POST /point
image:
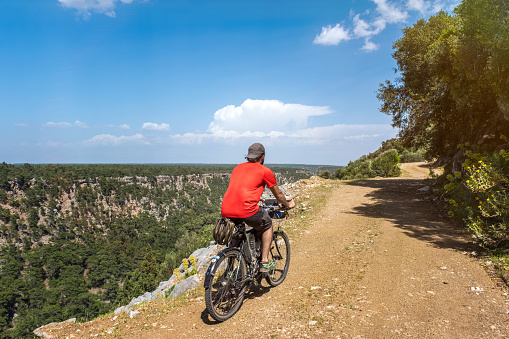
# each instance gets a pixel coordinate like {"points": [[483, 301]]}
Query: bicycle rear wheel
{"points": [[280, 253], [225, 285]]}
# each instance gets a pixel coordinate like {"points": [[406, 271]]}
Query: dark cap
{"points": [[255, 150]]}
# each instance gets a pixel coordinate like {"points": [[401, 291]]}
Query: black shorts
{"points": [[260, 221]]}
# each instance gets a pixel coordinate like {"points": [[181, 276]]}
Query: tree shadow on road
{"points": [[400, 201], [256, 290]]}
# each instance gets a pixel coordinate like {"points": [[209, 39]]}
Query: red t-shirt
{"points": [[245, 189]]}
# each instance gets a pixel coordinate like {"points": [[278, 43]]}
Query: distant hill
{"points": [[79, 240]]}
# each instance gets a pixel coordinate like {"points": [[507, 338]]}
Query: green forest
{"points": [[451, 99], [77, 241]]}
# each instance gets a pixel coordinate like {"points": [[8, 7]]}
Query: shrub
{"points": [[479, 197], [386, 165]]}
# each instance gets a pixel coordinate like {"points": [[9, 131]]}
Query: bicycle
{"points": [[236, 268]]}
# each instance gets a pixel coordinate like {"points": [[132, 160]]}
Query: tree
{"points": [[453, 79]]}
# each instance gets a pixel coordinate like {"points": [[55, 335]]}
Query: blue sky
{"points": [[188, 81]]}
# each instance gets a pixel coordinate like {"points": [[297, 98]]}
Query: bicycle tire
{"points": [[224, 284], [280, 253]]}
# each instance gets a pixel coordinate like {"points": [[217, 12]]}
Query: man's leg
{"points": [[266, 240]]}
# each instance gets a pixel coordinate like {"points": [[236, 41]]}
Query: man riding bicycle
{"points": [[240, 202]]}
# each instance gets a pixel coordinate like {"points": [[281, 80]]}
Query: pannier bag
{"points": [[223, 231]]}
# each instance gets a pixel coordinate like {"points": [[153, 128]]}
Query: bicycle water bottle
{"points": [[252, 246]]}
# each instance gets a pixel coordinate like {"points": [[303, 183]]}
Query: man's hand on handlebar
{"points": [[291, 204]]}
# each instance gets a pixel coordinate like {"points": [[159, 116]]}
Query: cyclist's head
{"points": [[255, 152]]}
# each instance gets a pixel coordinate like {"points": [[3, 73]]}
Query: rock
{"points": [[185, 285]]}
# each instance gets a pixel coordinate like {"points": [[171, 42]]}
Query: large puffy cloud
{"points": [[332, 35], [274, 121], [263, 116], [85, 7]]}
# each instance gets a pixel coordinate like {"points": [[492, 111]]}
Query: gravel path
{"points": [[375, 260]]}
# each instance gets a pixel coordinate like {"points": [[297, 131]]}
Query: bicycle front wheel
{"points": [[280, 253], [225, 285]]}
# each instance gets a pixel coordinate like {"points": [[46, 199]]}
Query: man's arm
{"points": [[280, 197]]}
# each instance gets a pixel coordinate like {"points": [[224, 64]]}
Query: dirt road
{"points": [[374, 261]]}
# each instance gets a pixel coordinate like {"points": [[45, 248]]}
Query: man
{"points": [[240, 201]]}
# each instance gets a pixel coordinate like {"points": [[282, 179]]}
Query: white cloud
{"points": [[332, 35], [85, 7], [273, 122], [390, 12], [418, 5], [370, 46], [150, 126], [111, 140], [263, 116]]}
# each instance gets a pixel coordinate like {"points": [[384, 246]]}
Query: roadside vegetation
{"points": [[451, 98], [384, 162]]}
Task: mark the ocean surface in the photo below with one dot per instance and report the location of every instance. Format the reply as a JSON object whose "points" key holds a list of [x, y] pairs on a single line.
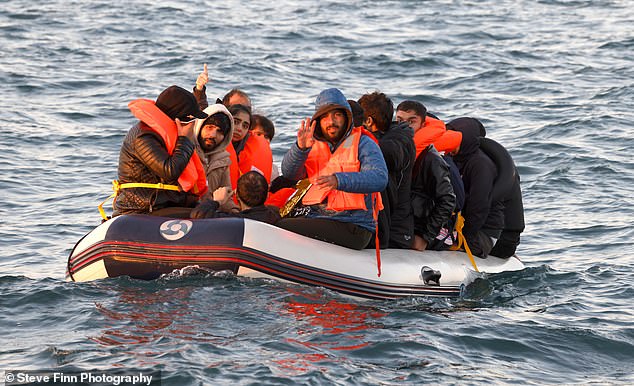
{"points": [[552, 80]]}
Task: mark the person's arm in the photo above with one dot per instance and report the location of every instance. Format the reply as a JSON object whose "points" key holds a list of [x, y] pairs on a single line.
{"points": [[372, 176], [444, 199], [293, 162], [152, 152], [200, 90], [479, 180]]}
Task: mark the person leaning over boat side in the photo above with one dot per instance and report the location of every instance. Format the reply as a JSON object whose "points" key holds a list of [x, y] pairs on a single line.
{"points": [[214, 135], [437, 191], [347, 170], [251, 192], [435, 132], [248, 152], [484, 216], [234, 97], [396, 221], [507, 189], [160, 149]]}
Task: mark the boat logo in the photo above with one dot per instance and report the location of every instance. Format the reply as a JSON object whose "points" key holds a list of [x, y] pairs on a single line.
{"points": [[175, 229]]}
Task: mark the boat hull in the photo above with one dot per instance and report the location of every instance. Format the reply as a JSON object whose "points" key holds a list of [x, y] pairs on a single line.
{"points": [[146, 247]]}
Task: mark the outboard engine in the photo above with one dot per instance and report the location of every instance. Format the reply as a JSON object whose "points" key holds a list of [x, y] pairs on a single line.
{"points": [[430, 276]]}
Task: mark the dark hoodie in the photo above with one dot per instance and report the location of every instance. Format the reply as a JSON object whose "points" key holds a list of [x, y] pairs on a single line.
{"points": [[372, 176], [396, 222], [478, 174]]}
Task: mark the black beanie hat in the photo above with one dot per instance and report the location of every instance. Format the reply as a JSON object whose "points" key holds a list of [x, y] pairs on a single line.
{"points": [[179, 103]]}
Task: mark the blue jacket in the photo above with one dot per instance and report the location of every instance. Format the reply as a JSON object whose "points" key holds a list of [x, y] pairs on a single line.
{"points": [[372, 176]]}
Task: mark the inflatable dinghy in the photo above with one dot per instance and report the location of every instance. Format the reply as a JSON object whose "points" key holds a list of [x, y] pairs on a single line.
{"points": [[146, 247]]}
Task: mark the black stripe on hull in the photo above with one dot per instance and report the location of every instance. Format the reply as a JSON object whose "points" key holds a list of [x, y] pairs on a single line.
{"points": [[148, 261]]}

□ □ □

> BRIEF: Quote all of the lines above word for word, leaving out the pictures.

> REPLY:
POST /point
image:
# each instance gets a pixel coordinate like {"points": [[483, 301]]}
Query: bicycle rear wheel
{"points": [[280, 253], [225, 285]]}
# each instance gets a pixel coordinate like {"points": [[406, 271]]}
Query: dark cap
{"points": [[255, 150]]}
# each instance gets a pixel coordinate like {"points": [[401, 291]]}
Query: black shorts
{"points": [[260, 221]]}
# each instance gets a pixel coordinate like {"points": [[181, 276]]}
Query: tree shadow on road
{"points": [[400, 201], [256, 290]]}
# each instance gets a pixel coordinate like {"points": [[209, 39]]}
Query: red t-shirt
{"points": [[245, 189]]}
# each instance gets a pixel coordinate like {"points": [[278, 43]]}
Query: distant hill
{"points": [[79, 240]]}
# each instance gets a pixel coordinate like {"points": [[507, 338]]}
Query: green forest
{"points": [[451, 99], [77, 241]]}
# each instance gets a pixel coordinate like {"points": [[8, 7]]}
Query: shrub
{"points": [[479, 197], [386, 165]]}
# each instance gets a pixel coordinate like {"points": [[9, 131]]}
Query: bicycle
{"points": [[236, 268]]}
# each instance gets a pixel coordinate like {"points": [[132, 160]]}
Query: tree
{"points": [[453, 79]]}
# each instance gets a pixel coordinate like {"points": [[55, 335]]}
Query: blue sky
{"points": [[188, 81]]}
# each instance gets a pixel coordinate like {"points": [[297, 98]]}
Query: bicycle tire
{"points": [[224, 284], [280, 253]]}
# each instance gets a pixel coordinate like {"points": [[217, 12]]}
Query: man's leg
{"points": [[266, 240]]}
# each instance gets a pixel coordinate like {"points": [[236, 41]]}
Query: man riding bicycle
{"points": [[240, 202]]}
# each instance gets a pixel coordinate like {"points": [[281, 80]]}
Query: pannier bag
{"points": [[223, 231]]}
# each instance gets a pixel coordinate like {"points": [[153, 128]]}
Query: bicycle water bottle
{"points": [[252, 246]]}
# each instance gets a pixel coordinate like {"points": [[303, 183]]}
Query: man's hand on handlebar
{"points": [[291, 204]]}
# each instance gets a pixel coordinate like {"points": [[159, 116]]}
Query: cyclist's head
{"points": [[255, 152]]}
# each instance gets a pixel coordinate like {"points": [[3, 73]]}
Query: rock
{"points": [[185, 285]]}
# each instance gets a pixel coordinate like {"points": [[171, 42]]}
Query: large puffy cloud
{"points": [[332, 35], [274, 121], [263, 116], [85, 7]]}
# each instance gets a pixel coordinate like {"points": [[492, 111]]}
Query: gravel path
{"points": [[375, 260]]}
# each instance gets a pixel coordinate like {"points": [[297, 131]]}
Query: bicycle front wheel
{"points": [[280, 253], [225, 285]]}
# each instance gets a pixel coordinate like {"points": [[46, 199]]}
Query: man's arm
{"points": [[280, 197]]}
# each instance gets a pixel coordinate like {"points": [[224, 64]]}
Query: dirt road
{"points": [[374, 261]]}
# each instance gets a pixel coordinate like {"points": [[45, 248]]}
Query: man
{"points": [[240, 201]]}
# each instance gets a pixel coordinate like {"points": [[282, 179]]}
Query: white cloud
{"points": [[332, 35], [85, 7], [273, 122], [390, 12], [418, 5], [370, 46], [150, 126], [111, 140], [263, 116]]}
# each instance gets a pixel coordinate like {"points": [[384, 246]]}
Query: roadside vegetation
{"points": [[451, 98], [384, 162]]}
Task: mark the ocean surface in the photo below with one dot per instance and report the location of every instance. Format the reply as a JSON object whose "points" key holds a list of [x, y] pairs on a single line.
{"points": [[552, 80]]}
Task: mark the person's arm in the photo above with one dot per instance and report the location of every instance. Format the reply as a JSON object whose "points" key holds a list of [x, y] pairs on a single line.
{"points": [[372, 176], [444, 199], [293, 162], [152, 152], [200, 90], [479, 180]]}
Task: mark the person leaning over boat side in the photo above with one dot per instance and report the location of every instance. Format the reply as a JSON object whose "points" key holds a list of [x, y] pairs on a single line.
{"points": [[214, 135], [437, 191], [347, 170], [251, 192], [435, 132], [248, 152], [484, 216], [234, 97], [396, 221], [507, 189], [160, 149]]}
Task: mark the boat logo in the photo above with one dot per instance and report the location of every instance. Format the reply as a JSON object whose "points" key holds a list of [x, y] pairs on a single line.
{"points": [[175, 229]]}
Task: mark the boat hull in the photo above with one dot per instance and report the location of every instance. Format the reply as a JSON object whose "points" key holds a list of [x, y] pairs on a single line.
{"points": [[146, 247]]}
Task: mark the outboard engine in the photo above with one dot per instance and report the location of every instance. Format the reply as a JSON object whose "points" key holds a list of [x, y] pairs on a single line.
{"points": [[430, 276]]}
Task: mark the dark hoodie in the photo above with one dot per instance and report the location of every instance. Format the reply as a JSON object whose "points" key holds a list of [x, y] pairs on a single line.
{"points": [[372, 176], [396, 222], [478, 174]]}
Task: mark the black beanie hat in the photo above with one dot per instance and report the location of every instance. Format the reply as a JSON object whose "points" key holds a list of [x, y] pairs on a single line.
{"points": [[179, 103]]}
Task: mark the blue jacket in the photo above with one dot per instance and report the location of every instance. Format the reply as a JSON object whose "points" key holds a list of [x, y] pairs on a single line.
{"points": [[372, 176]]}
Task: mark the inflatable dinghy in the photo above with one dot per instance and report the location of every instance. Format the reply as a JSON object whose "points" key holds a list of [x, y] pairs on a single line.
{"points": [[146, 247]]}
Task: mark the black stripe on hull in the photo above with one dot per instance and report the location of every instance. Format the reply as a JSON object whose "points" key holds a list of [x, y] pairs on a single line.
{"points": [[148, 261]]}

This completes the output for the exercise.